◆ The problem
Nothing but the lines from the top of the records through the line with "indicate the curb, a point for each instance" should be returned, exactly, and without pictures.

######

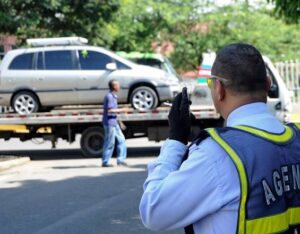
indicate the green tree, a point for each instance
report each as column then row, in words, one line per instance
column 289, row 9
column 232, row 24
column 49, row 18
column 139, row 23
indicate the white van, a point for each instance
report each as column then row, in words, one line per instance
column 279, row 99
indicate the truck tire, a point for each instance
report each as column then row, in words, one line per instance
column 25, row 103
column 91, row 142
column 143, row 98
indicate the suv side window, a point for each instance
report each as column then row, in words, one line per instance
column 274, row 89
column 121, row 66
column 59, row 60
column 22, row 62
column 92, row 60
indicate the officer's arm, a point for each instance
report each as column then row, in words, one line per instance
column 176, row 196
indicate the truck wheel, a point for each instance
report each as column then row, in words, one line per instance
column 25, row 103
column 91, row 142
column 143, row 98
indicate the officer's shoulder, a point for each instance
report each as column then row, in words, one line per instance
column 207, row 147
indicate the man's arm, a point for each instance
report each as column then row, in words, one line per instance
column 178, row 195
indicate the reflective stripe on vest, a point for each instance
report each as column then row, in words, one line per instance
column 270, row 224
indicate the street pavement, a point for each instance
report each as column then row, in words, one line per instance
column 60, row 192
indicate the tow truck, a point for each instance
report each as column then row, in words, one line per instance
column 66, row 123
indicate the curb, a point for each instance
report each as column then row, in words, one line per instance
column 13, row 163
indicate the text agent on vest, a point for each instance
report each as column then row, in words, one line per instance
column 243, row 178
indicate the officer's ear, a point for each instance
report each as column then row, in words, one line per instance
column 220, row 90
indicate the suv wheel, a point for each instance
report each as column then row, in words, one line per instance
column 25, row 103
column 143, row 98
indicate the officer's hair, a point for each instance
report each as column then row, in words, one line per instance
column 111, row 84
column 243, row 66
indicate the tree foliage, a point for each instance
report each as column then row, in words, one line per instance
column 234, row 24
column 47, row 18
column 139, row 23
column 289, row 9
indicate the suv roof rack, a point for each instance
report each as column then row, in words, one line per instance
column 56, row 41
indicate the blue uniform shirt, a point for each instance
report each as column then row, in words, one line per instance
column 204, row 190
column 110, row 102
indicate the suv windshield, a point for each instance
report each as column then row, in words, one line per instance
column 151, row 59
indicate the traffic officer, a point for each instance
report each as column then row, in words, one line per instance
column 243, row 178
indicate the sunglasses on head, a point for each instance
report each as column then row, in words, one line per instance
column 210, row 80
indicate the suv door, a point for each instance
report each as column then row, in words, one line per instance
column 19, row 73
column 56, row 81
column 93, row 76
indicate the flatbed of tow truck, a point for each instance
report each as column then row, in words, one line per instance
column 67, row 122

######

◆ Result
indicate the green tree, a point for each instance
report each as column then row, in words, one line per instance
column 289, row 9
column 232, row 24
column 49, row 18
column 139, row 23
indicate the white van, a point for each instance
report each as column then row, in words, one line per instance
column 279, row 99
indicate the truck tire, a point for each instance
report each as column then row, in words, one line per instance
column 25, row 103
column 91, row 142
column 143, row 98
indicate the suv side window, a point for each instance
report each as column then row, in words, one line per instance
column 274, row 89
column 121, row 66
column 59, row 60
column 22, row 62
column 92, row 60
indicate the officer's arm, a point for each instance
report each as column then row, in words, one line per instance
column 176, row 196
indicate the truck wheel, a point for each instance
report each as column then row, in words, one line per instance
column 25, row 103
column 91, row 142
column 143, row 98
indicate the officer's shoulder, a point for each instance
report each as column then row, in words, one line per instance
column 207, row 147
indicate the man's arm, a point for each instance
report each as column then row, in words, one line per instance
column 178, row 195
indicate the reflective stripe on vest, a point for each instance
report each as column then row, in words, one line per instance
column 270, row 224
indicate the street pavement, a point for each instance
report each as column then row, in words, one line per instance
column 60, row 192
indicate the tow truck, a point for each instance
report each as column then row, in words, one line per instance
column 66, row 123
indicate the curb, a point for each instance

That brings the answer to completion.